▶ _Apply what you read_:
1. In the Chiltern acquisition call transcript, what cost synergies were identified, and over what period?
2. Continue the Chiltern acquisition call transcript from its final sentence.

Focus on organically building and from the standpoint of integrating this acquisition, and so that's our focus.

Nicholas Jansen
Managing Director, Raymond James

That's it for me. Thanks, guys.

Operator

Our next question comes from Steven Valiquette of Bank of America Merrill Lynch.

Steven Valiquette
Managing Director and Senior Equity Research Analyst, Bank of America Merrill Lynch

Yeah, thanks. Good morning. I had kind of a similar question to the last one, just in terms of your Asian presence. Has this deal checked the box on what you were thinking about when you talked about over the past six months wanting to expand there? Also, just quickly on slide six, you talk about Chiltern's deep expertise in early clinical development. Is that just in relation to oncology, or is that kind of across the board? We should think of Chiltern more as kind of early-stage expertise. Thanks.

John Ratliff
CEO, Covance Drug Development

This is John again. The nice thing about Chiltern is it about increases our APAC personnel by about 50%. Nice concentration in India as well, and so we like both the technical skill and the spread that allows. They have a nice concentration also in Eastern Europe as well, and nice balance between the European corridor and the Americas, and then as to then their early clinical, as in their full-service provider area, about 39%-40% is in the oncology area, so early clinical is within that therapeutic area, but it's also across their broad spectrum of therapeutic areas, so it's not just focused on oncology, but obviously, with their backlog, etc., it's a big part of who they are.

Dave King
Chairman and CEO, LabCorp

And just to be clear, it's Dave, so when we refer to early clinical development, this is still in the clinical trial business.

It's not the early development part of the business. So it fits within the late-stage clinical business, even though we're referring to it as the early development. It's very important for the oncology capabilities.

Steven Valiquette
Managing Director and Senior Equity Research Analyst, Bank of America Merrill Lynch

Okay. Got it. That's helpful. Thanks.

Operator

Our next question comes from Lisa Gill with J.P. Morgan.

Lisa Gill
Managing Director, J.P. Morgan

Great. Thanks very much, and good morning. I was just wondering if you have any kind of historical context you can give us as far as growth rates go, either Glenn or Dave. How do we think about this? I mean, clearly, this is a nice margin-accretive acquisition, but how do we think about how this business is growing versus Covance?

Dave King
Chairman and CEO, LabCorp

Lisa, it's Dave. We're not going to give specifics because they are a private company, but suffice it to say, as set out on slide three of our presentation, they've had consistent strong growth both in revenue and in EBITDA over the last several years, and the last 12 months, ending June 30th, their book-to-bill was at 1.28, so both the past growth and the future prospects are very attractive to us.

Lisa Gill
Managing Director, J.P. Morgan

Okay. Great. And then my second question just would be, do you anticipate any synergies from this acquisition?

Dave King
Chairman and CEO, LabCorp

We identified the cost synergies of $30 million over three years. We also see the opportunity for a nice set of revenue synergies, but we haven't incorporated that into any of the projections for the future. Obviously, when we close the transaction, we'll update guidance to incorporate our perspective of how the asset will grow over the next year.

▶ _Information supplied_:

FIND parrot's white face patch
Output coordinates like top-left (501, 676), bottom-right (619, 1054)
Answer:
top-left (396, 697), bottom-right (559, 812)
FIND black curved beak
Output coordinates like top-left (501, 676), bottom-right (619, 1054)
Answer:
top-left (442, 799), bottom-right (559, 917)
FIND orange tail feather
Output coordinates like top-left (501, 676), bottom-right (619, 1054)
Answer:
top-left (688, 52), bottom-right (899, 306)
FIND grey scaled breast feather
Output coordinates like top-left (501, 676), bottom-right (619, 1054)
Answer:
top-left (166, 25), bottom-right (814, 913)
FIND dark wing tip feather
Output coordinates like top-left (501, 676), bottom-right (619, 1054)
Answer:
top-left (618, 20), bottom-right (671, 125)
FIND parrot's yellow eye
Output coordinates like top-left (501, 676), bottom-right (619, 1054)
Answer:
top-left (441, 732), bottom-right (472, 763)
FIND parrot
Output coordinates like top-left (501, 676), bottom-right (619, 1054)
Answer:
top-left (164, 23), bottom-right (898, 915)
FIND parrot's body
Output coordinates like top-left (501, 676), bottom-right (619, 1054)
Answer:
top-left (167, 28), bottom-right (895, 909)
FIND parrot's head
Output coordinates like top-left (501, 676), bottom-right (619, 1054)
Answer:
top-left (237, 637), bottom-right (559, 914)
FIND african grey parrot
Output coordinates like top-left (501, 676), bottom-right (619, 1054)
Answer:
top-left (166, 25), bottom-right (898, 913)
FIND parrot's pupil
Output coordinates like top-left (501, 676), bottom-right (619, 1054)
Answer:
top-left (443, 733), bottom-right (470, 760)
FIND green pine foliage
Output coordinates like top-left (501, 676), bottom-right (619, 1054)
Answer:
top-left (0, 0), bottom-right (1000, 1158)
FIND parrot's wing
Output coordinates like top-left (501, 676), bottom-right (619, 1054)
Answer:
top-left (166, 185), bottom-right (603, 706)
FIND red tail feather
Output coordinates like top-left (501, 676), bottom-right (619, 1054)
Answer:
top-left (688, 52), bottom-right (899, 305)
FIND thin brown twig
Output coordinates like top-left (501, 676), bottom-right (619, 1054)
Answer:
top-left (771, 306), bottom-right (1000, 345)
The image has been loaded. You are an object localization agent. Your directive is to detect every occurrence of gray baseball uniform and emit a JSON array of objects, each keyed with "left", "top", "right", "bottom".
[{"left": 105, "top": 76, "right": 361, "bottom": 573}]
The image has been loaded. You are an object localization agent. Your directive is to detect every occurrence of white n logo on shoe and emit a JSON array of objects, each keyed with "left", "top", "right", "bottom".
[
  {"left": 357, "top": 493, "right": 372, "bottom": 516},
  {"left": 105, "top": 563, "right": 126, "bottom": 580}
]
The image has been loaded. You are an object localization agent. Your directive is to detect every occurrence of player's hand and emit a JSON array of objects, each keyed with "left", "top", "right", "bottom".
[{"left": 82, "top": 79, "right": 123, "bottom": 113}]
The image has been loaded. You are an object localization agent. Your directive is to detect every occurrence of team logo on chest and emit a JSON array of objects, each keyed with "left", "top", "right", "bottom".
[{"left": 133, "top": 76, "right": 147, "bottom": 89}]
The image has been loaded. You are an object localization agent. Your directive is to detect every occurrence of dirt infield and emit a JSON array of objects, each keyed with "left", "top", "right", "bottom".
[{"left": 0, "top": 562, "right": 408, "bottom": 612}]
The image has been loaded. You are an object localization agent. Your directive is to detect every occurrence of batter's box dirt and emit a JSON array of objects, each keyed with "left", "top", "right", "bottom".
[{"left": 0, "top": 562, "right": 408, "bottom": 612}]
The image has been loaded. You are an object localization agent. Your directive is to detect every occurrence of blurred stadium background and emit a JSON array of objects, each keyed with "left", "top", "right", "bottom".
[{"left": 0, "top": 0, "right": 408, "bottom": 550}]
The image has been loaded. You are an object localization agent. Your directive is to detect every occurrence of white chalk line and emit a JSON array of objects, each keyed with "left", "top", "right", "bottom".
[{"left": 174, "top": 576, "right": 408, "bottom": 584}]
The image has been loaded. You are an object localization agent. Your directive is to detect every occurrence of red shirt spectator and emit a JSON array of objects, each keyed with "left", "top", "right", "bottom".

▶ _Answers to the exercise_:
1. $30 million over three years.

2.
Lisa Gill
Managing Director, J.P. Morgan

Okay. Great. Thank you, and congratulations.

Dave King
Chairman and CEO, LabCorp

Thank you.

Operator

Our next question comes from Amanda Murphy with William Blair.

Amanda Murphy
Senior Equity Research Analyst, William Blair

Hi. Good morning. So I just had a question, and this may be a bit early to ask this, but I just was curious, given obviously the global piece of the story and just the fact that Chiltern's adding quite a lot OUS, and you've got this great data asset in the U.S. through the lab side. I just was curious, have you started to think about how to leverage the diagnostic piece more globally? I know you've talked a little bit about trials that are not in the U.S. and how to leverage data there, but I just wanted to get your initial sense on that piece.

Dave King
Chairman and CEO, LabCorp

Amanda and it's Dave, we've talked about thinking about expanding the diagnostics footprint globally as something that we'll look at over the long term. It's not a near-term priority. Obviously, right now, near-term priorities are the closing of this transaction and the integration of the business and continuing the strong performance that we saw in the diagnostics part of the business in the first half of the year. So it's out there as something to consider in terms of the diagnostics footprint, but it's not a near-term area of focus for us.

John Ratliff
CEO, Covance Drug Development

I'd also say, with respect to the patient data, with the greater infrastructure and resources, the combination improves the competitiveness of the clinical development business. At the same time, that expanded customer base can benefit from our differentiated offering. Whether that's the lab side or whether that's the companion diagnostic side or leveraging the health system partnerships, clearly, that capability can be further broadened with the marriage of Covance and Chiltern.

Amanda Murphy
Senior Equity Research Analyst, William Blair

Okay. Got it. And then I did have another question just, I guess, on the customer side. And I don't know if you talked about it being more complementary, but are there any shared customers that we might want to be aware of just in terms of anything on the revenue line as this rolls into the business that might be at risk?

John Ratliff
CEO, Covance Drug Development

No, we do not believe so. And their largest customer is 6% of their base. And then when combined, there is no 10% customer. So it's, as you stated, a nice complementary customer mix.

Amanda Murphy
Senior Equity Research Analyst, William Blair

Great. Okay. Thanks very much.

Operator

Our next question comes from Jack Meehan with Barclays.

Julian Mitchell
Equity Research Analyst, Barclays

Hi. Thanks. This is actually Mitchell on for Jack this morning. Expanding on Nick's earlier question, I was hoping you could comment on the diligence measures you took to get comfortable with the company's backlog, and was the $1 billion that you called out, is that measured under LabCorp's new methodology? Thanks.

John Ratliff
CEO, Covance Drug Development

It is actually measured under their backlog measures. We did look at the actual contracted versus awarded, and it's a pretty minimal difference. We looked at the aging of the backlog, etc., and at the same time, looked at the details of the backlog. We had L.E.K. also from a blinded standpoint, also taking a look at the specifics of the backlog. So I feel very comfortable with the $1 billion number.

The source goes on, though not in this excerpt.